§ Exercise requirements: Print back every record below, exactly as it stands.

Natural-language object grounding data:
════════════════

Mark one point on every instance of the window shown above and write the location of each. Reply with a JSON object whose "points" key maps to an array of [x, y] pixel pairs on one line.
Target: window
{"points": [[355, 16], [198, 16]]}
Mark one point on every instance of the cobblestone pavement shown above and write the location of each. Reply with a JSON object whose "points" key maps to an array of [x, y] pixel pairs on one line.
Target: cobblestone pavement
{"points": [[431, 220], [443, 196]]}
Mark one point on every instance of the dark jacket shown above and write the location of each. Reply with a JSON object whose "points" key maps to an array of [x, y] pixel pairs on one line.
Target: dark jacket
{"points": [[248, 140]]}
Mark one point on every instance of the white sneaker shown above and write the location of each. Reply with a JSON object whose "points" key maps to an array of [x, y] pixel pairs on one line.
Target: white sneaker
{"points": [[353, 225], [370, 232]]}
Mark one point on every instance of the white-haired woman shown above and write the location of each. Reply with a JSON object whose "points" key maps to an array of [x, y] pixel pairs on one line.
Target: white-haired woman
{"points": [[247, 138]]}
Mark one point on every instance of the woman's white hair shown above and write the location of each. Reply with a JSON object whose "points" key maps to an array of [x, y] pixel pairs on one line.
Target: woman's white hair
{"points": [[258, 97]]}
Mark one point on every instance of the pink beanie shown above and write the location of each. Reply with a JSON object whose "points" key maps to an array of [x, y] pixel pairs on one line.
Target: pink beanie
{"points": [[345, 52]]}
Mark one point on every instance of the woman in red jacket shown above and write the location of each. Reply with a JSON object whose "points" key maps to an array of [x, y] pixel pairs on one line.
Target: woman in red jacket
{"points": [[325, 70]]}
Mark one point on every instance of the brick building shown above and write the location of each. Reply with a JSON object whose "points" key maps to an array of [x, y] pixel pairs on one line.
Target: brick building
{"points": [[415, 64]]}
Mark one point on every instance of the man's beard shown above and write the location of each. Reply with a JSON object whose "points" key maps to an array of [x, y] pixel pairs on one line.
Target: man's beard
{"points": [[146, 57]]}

════════════════

§ Answer to the problem:
Mark one point on every instance of the window shown above and write the location of each. Reply with a JSON object whose "points" key maps to an array of [x, y] pixel pairs on one line.
Target: window
{"points": [[355, 16], [198, 16]]}
Mark one point on every instance of the cobblestone pavement shown above and write the location of each. Reply with a JSON object whose "points" key maps to an array of [x, y] pixel pairs on one line.
Target: cobblestone pavement
{"points": [[431, 220], [443, 196]]}
Mark one point on every instance of the dark jacket shown above and write the location of each. Reply with a JSON object whose "points" key maps to an array of [x, y] pixel pairs on one line.
Target: dark jacket
{"points": [[248, 140]]}
Mark one point on every instance of the white sneaker shown above and write the location of each. Reply with a JSON object whose "points" key maps to an array of [x, y] pixel pairs on one line.
Target: white sneaker
{"points": [[353, 225], [370, 232]]}
Mark one point on every instance of the white-haired woman shown above and write the location of each. Reply with a JSON object whose "points" key maps to an array of [x, y] pixel pairs on one line.
Target: white-haired woman
{"points": [[247, 138]]}
Mark one point on every instance of the woman's white hair shown above and write the location of each. Reply with a JSON object whose "points" key maps to an array of [x, y] pixel pairs on one line.
Target: woman's white hair
{"points": [[258, 97]]}
Mark one point on every instance of the pink beanie shown above and write the location of each. Reply with a JSON object whose "points" key maps to an array of [x, y] pixel pairs on one line.
Target: pink beanie
{"points": [[345, 52]]}
Mark one point on every instance of the woman in red jacket shown above and write the location of each. Reply with a JSON object whose "points" key maps to an array of [x, y] pixel pairs on one line.
Target: woman in red jacket
{"points": [[325, 70]]}
Mark one point on every instance of the brick building shown above and write the location of each. Reply with a JSON object whose "points" key maps to an array of [x, y] pixel pairs on one line.
Target: brick building
{"points": [[415, 64]]}
Mark one point on every instance of the man's beard shown above and write the location of each. Reply with a JSON object whose "points" key maps to an array of [x, y] pixel pairs on one line.
Target: man's beard
{"points": [[146, 57]]}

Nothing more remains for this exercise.